» Task description
Every line of the listing below is to be duplicated exactly, with the pictures left out.

» Records supplied
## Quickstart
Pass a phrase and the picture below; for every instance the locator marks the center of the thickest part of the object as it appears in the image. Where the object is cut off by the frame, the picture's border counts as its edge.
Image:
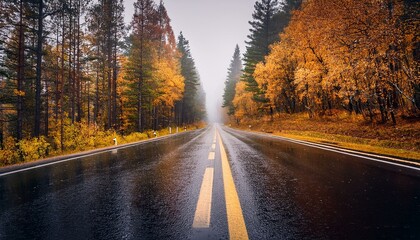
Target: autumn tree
(233, 77)
(189, 109)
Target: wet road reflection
(143, 192)
(291, 191)
(150, 191)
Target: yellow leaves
(169, 82)
(243, 103)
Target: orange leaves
(243, 103)
(19, 93)
(170, 82)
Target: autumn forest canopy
(73, 74)
(321, 57)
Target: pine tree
(234, 75)
(191, 105)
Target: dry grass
(346, 131)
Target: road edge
(68, 157)
(412, 166)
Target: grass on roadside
(345, 131)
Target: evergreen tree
(264, 32)
(234, 75)
(190, 107)
(269, 19)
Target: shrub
(32, 149)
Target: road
(214, 183)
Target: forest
(327, 55)
(338, 71)
(73, 76)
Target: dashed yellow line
(203, 210)
(236, 222)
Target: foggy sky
(213, 28)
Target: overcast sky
(213, 27)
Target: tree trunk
(20, 73)
(37, 125)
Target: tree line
(75, 63)
(325, 56)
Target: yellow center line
(236, 222)
(203, 210)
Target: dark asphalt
(150, 191)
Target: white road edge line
(89, 155)
(338, 150)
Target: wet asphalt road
(150, 191)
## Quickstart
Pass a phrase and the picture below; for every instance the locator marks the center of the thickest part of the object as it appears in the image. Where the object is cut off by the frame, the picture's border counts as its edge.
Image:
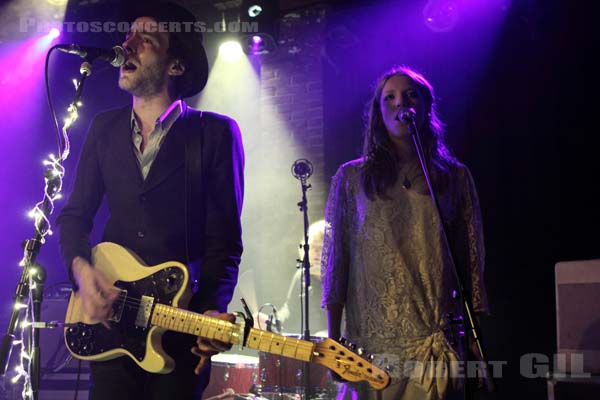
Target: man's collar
(167, 118)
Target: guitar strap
(194, 216)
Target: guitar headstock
(348, 364)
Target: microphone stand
(33, 276)
(302, 170)
(465, 299)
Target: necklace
(406, 184)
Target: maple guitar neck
(213, 328)
(349, 365)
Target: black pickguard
(90, 340)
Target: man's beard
(147, 82)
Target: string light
(53, 179)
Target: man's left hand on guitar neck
(206, 348)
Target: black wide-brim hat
(185, 42)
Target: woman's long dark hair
(382, 162)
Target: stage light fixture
(254, 10)
(231, 50)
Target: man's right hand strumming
(96, 291)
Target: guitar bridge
(117, 307)
(144, 312)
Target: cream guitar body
(152, 300)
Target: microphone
(277, 321)
(269, 322)
(115, 56)
(302, 169)
(407, 115)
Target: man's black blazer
(187, 209)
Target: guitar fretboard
(196, 324)
(277, 344)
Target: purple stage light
(54, 33)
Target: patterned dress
(386, 262)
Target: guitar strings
(125, 300)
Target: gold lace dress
(385, 262)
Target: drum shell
(232, 371)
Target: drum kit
(266, 377)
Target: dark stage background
(520, 107)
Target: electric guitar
(150, 302)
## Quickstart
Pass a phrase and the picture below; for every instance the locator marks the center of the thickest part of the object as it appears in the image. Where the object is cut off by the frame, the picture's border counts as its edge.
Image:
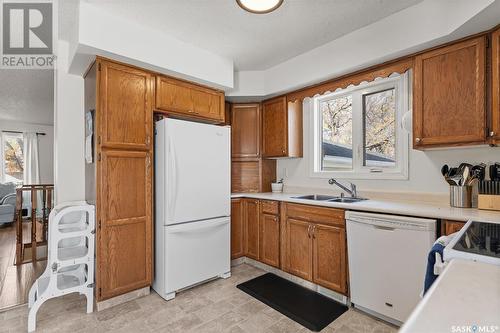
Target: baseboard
(134, 294)
(307, 284)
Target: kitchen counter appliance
(387, 262)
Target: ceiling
(254, 42)
(27, 95)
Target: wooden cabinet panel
(298, 248)
(245, 130)
(183, 98)
(449, 95)
(125, 107)
(495, 85)
(448, 227)
(237, 229)
(275, 128)
(317, 214)
(252, 228)
(270, 207)
(124, 256)
(329, 257)
(269, 240)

» Output
## Quickstart
Pass a phrase and the picture below; for every instance the locator marks the center of the thickest part of the object as it appears in the image. Where the object is cut off by the frame, the picture's border counts as its edge.
Image:
Target: autumn tree
(233, 77)
(189, 109)
Target: wet road reflection
(143, 192)
(291, 191)
(150, 191)
Target: yellow leaves
(169, 82)
(243, 103)
Target: orange leaves
(243, 103)
(19, 93)
(170, 82)
Target: autumn forest canopy
(73, 74)
(321, 57)
Target: pine tree
(234, 75)
(191, 105)
Target: dry grass
(346, 131)
Target: road edge
(68, 157)
(412, 166)
Target: grass on roadside
(345, 131)
Target: evergreen tree
(264, 32)
(234, 75)
(190, 107)
(269, 19)
Target: shrub
(32, 149)
Target: road
(214, 183)
Target: forest
(327, 55)
(338, 71)
(73, 76)
Target: dashed yellow line
(203, 210)
(236, 222)
Target: foggy sky
(213, 28)
Target: overcast sky
(213, 27)
Target: tree trunk
(20, 73)
(37, 125)
Target: tree line
(75, 63)
(325, 56)
Target: yellow center line
(236, 222)
(203, 210)
Target: dark asphalt
(150, 191)
Target: white road edge line
(89, 155)
(338, 150)
Target: wet asphalt road
(150, 191)
## Quickstart
Pass a phrase and the picture below; for every instance the locator marks the center of the thickest part of the object as it appears in the image. Where the object is cut off by the frame, the picture's border counts as its edge.
Image:
Target: man's collar
(167, 118)
Target: guitar strap
(194, 216)
Target: guitar headstock
(348, 364)
Target: microphone stand
(33, 276)
(302, 170)
(465, 299)
Target: necklace
(406, 184)
Target: maple guitar neck
(213, 328)
(349, 365)
Target: black pickguard
(90, 340)
Target: man's beard
(147, 82)
Target: string light
(53, 179)
Target: man's left hand on guitar neck
(206, 348)
Target: black wide-brim hat
(185, 42)
Target: woman's long dark hair
(382, 162)
Target: stage light fixture
(254, 10)
(231, 50)
Target: man's right hand strumming
(96, 291)
Target: guitar bridge
(117, 307)
(144, 312)
Target: cream guitar body
(152, 300)
Target: microphone
(277, 321)
(269, 322)
(115, 56)
(302, 169)
(407, 115)
Target: man's black blazer
(187, 209)
Target: guitar fretboard
(196, 324)
(277, 344)
Target: purple stage light
(54, 33)
Target: patterned dress
(386, 262)
Target: guitar strings
(125, 300)
Target: gold lace dress
(385, 262)
Target: drum shell
(232, 371)
Target: drum kit
(266, 377)
Target: dark stage background
(520, 107)
Target: electric guitar
(150, 302)
## Quickstart
Pass a phrase and the picture below; for every instance the locator marks the center of the thickest part of the object as it appears in the image. Where the object is cut off by the frame, the picture's border counts as its edge.
Image:
Target: baseboard
(134, 294)
(307, 284)
Target: kitchen counter appliance
(387, 262)
Target: ceiling
(254, 42)
(27, 95)
Target: wooden cabinet panel
(298, 248)
(245, 130)
(183, 98)
(449, 95)
(125, 107)
(495, 85)
(448, 227)
(237, 229)
(275, 128)
(317, 214)
(252, 228)
(270, 207)
(124, 256)
(329, 257)
(269, 240)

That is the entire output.